Point placement records:
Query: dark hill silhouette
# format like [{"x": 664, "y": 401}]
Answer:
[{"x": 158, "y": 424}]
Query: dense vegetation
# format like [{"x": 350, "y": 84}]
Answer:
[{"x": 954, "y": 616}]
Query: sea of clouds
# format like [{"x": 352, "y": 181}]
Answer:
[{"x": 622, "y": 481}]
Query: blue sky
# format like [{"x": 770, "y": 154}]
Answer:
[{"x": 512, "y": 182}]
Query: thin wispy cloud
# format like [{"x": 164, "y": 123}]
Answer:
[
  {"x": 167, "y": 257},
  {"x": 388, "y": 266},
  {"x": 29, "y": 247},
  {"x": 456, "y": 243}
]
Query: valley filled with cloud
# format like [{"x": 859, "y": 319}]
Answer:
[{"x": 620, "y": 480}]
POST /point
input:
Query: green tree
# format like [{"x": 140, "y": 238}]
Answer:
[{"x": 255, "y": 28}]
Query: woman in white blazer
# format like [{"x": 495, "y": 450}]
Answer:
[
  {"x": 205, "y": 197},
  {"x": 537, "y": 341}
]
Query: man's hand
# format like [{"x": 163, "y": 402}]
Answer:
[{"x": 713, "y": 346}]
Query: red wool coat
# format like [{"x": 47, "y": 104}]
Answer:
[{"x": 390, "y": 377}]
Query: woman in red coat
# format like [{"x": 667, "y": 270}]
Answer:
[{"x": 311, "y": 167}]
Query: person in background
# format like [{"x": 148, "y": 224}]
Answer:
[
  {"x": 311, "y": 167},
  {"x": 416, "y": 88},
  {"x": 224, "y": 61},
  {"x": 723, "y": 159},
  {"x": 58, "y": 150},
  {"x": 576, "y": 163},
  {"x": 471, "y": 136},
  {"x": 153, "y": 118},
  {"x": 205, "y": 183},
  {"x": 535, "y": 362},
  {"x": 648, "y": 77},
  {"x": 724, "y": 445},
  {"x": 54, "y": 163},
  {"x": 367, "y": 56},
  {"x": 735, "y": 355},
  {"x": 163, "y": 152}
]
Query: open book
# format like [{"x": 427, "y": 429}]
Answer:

Your objective:
Arrange each line of the listing above as a JSON list of strings, one string per line, and leave out any blank lines.

Full response:
[
  "Query: dark hill silhouette",
  "# format like [{\"x\": 664, \"y\": 401}]",
  "Answer:",
  "[{\"x\": 158, \"y\": 424}]",
  "Query: dense vegetation",
  "# format like [{\"x\": 350, \"y\": 84}]",
  "Answer:",
  "[{\"x\": 954, \"y\": 616}]",
  "Query: sea of clouds",
  "# format like [{\"x\": 352, \"y\": 181}]",
  "Answer:",
  "[{\"x\": 622, \"y\": 481}]",
  "Query: blue sky",
  "# format like [{\"x\": 770, \"y\": 154}]",
  "Answer:",
  "[{\"x\": 512, \"y\": 182}]",
  "Query: thin wispy cloud",
  "# format like [{\"x\": 164, \"y\": 123}]",
  "Answer:",
  "[",
  "  {\"x\": 167, \"y\": 257},",
  "  {\"x\": 388, \"y\": 266},",
  "  {\"x\": 29, \"y\": 247},",
  "  {\"x\": 456, \"y\": 243}",
  "]",
  "Query: valley filled with cloud",
  "# format like [{\"x\": 859, \"y\": 319}]",
  "Answer:",
  "[{\"x\": 620, \"y\": 480}]",
  "POST /point",
  "input:",
  "Query: green tree",
  "# format like [{\"x\": 140, \"y\": 238}]",
  "Answer:",
  "[{\"x\": 255, \"y\": 28}]",
  "Query: woman in white blazer",
  "# format like [{\"x\": 495, \"y\": 450}]",
  "Answer:",
  "[",
  "  {\"x\": 205, \"y\": 197},",
  "  {\"x\": 537, \"y\": 341}",
  "]",
  "Query: man's hand",
  "# format like [{\"x\": 163, \"y\": 402}]",
  "Answer:",
  "[{\"x\": 713, \"y\": 346}]",
  "Query: red wool coat",
  "# format like [{\"x\": 47, \"y\": 104}]",
  "Answer:",
  "[{\"x\": 390, \"y\": 377}]",
  "Query: woman in red coat",
  "# format like [{\"x\": 667, \"y\": 270}]",
  "Answer:",
  "[{\"x\": 311, \"y\": 167}]",
  "Query: person in background",
  "# format like [{\"x\": 148, \"y\": 224}]",
  "Answer:",
  "[",
  "  {\"x\": 311, \"y\": 167},",
  "  {\"x\": 416, \"y\": 88},",
  "  {\"x\": 224, \"y\": 61},",
  "  {\"x\": 723, \"y\": 159},",
  "  {\"x\": 58, \"y\": 150},",
  "  {\"x\": 576, \"y\": 163},",
  "  {\"x\": 471, \"y\": 136},",
  "  {\"x\": 153, \"y\": 118},",
  "  {\"x\": 205, \"y\": 183},",
  "  {\"x\": 535, \"y\": 362},",
  "  {\"x\": 648, \"y\": 77},",
  "  {\"x\": 724, \"y\": 445},",
  "  {\"x\": 54, \"y\": 163},",
  "  {\"x\": 367, \"y\": 56},",
  "  {\"x\": 735, \"y\": 355},",
  "  {\"x\": 163, \"y\": 152}",
  "]",
  "Query: open book",
  "# format like [{\"x\": 427, \"y\": 429}]",
  "Answer:"
]